更年期とホルモン補充療法
更年期を人生の折り返し点と考え、快適な QOL(quality of life) を謳歌してください
はじめに
卵巣は40才頃から急速に機能の低下がはじまり、50才頃で”閉経”という象徴的な現象をむかえて、完全にその働きを終えます。更年期特有の症状は、この卵巣機能低下に伴う女性ホルモン(エストロゲン)低下が主原因といわれています。
更年期障害の年齢層
40才から55才頃までとバラツキがありますが、45才前後に最も多くみられます。
また、ホルモン治療をしない場合、2~3年といわれていますが、年齢に関係なく60才を過ぎても続く方がおります。
更年期障害の症状
その症状は
- 血管運動症状・・・のぼせ、発汗、動悸、頭痛、肩こり、いらいら
- 精神的症状・・・・うつ気分、不安感、不眠
などのいわゆる”不定愁訴”とよばれるものです。

| 課題文 A |
更年期に関する引用文のうち、「更年期とホルモン補充療法」から「40才から55才頃までとバラツキがありますが、45才前後に最も多くみられます。」までの部分を、一字も変えずに書き写してください。
| 課題文 B |
更年期に関する引用文を、最後の文の後から書き継いでください。

事例ごとの点による位置特定データ
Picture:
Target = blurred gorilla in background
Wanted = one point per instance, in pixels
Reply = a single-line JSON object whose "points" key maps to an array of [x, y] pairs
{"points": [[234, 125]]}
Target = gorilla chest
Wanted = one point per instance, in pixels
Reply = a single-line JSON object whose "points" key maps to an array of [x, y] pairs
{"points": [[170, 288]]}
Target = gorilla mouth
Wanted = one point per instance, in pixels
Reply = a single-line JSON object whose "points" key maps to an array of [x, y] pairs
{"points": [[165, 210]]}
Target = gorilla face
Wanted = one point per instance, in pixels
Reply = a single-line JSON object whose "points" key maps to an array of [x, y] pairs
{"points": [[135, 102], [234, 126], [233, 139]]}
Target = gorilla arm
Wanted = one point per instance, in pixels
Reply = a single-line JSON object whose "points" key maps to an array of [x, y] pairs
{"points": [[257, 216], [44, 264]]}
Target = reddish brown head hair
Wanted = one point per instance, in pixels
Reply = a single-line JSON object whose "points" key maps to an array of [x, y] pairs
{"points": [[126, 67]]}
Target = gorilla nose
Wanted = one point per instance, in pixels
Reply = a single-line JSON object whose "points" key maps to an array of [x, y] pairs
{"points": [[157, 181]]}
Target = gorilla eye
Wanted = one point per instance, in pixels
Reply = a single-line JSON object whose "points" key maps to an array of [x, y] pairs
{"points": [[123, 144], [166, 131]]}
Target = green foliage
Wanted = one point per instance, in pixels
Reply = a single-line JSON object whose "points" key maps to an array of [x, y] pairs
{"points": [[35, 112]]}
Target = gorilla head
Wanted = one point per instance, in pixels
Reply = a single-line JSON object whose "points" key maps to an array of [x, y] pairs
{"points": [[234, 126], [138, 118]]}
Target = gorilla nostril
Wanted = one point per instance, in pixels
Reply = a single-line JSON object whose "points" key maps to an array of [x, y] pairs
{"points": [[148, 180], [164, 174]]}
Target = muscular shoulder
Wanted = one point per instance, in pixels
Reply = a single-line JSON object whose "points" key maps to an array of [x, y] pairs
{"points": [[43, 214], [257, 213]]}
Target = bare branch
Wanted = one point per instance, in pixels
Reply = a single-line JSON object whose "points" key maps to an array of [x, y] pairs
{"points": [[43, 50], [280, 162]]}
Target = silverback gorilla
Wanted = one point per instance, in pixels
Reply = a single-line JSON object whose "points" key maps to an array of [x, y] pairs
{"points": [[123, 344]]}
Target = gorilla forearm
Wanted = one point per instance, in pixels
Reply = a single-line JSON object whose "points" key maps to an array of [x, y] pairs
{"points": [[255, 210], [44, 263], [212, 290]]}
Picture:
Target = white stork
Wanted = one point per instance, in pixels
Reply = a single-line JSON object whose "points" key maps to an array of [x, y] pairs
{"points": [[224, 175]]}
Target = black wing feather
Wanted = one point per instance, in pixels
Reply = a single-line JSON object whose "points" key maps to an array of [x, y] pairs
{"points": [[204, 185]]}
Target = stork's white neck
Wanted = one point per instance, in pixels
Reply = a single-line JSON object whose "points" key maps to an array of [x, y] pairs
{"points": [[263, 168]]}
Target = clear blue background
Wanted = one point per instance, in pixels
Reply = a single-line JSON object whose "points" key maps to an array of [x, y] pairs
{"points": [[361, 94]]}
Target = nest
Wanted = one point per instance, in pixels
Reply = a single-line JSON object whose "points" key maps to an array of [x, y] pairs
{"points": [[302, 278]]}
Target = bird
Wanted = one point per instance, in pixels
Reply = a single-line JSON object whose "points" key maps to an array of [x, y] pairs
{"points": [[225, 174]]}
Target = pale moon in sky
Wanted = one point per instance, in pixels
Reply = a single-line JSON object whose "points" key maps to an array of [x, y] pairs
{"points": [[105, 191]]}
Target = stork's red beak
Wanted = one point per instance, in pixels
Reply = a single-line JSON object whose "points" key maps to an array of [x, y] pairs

| 記述回答 A |
更年期とホルモン補充療法
更年期を人生の折り返し点と考え、快適な QOL(quality of life) を謳歌してください
はじめに
卵巣は40才頃から急速に機能の低下がはじまり、50才頃で”閉経”という象徴的な現象をむかえて、完全にその働きを終えます。更年期特有の症状は、この卵巣機能低下に伴う女性ホルモン(エストロゲン)低下が主原因といわれています。
更年期障害の年齢層
40才から55才頃までとバラツキがありますが、45才前後に最も多くみられます。

| 記述回答 B |
症 状 | 閉経前 | 閉経時 | 閉経後 |
---|---|---|---|
ほてり | 5.7% | 12.6% | 10.8% |
夜間発汗 | 4.2% | 4.1% | 3.1% |
急な発汗 | 1.1% | 4.4% | 7.2% |
Margaret Lock,産婦世界,39:553,1987より
更年期障害の診断
症状とあわせ、血液中の女性ホルモン(E2:血中エストラジオール)、卵巣刺激ホルモン(FSH、LH)を測定すれば確実です。
更年期障害の治療
基本的には”ホルモン補充療法(HRT:hormone replacement therapy)”により、女性ホルモン(エストロゲン)を1日1錠服用します。
最低5年間続けることにより、骨折などが問題になっている”骨粗鬆症”の予防にも著しい効果があります。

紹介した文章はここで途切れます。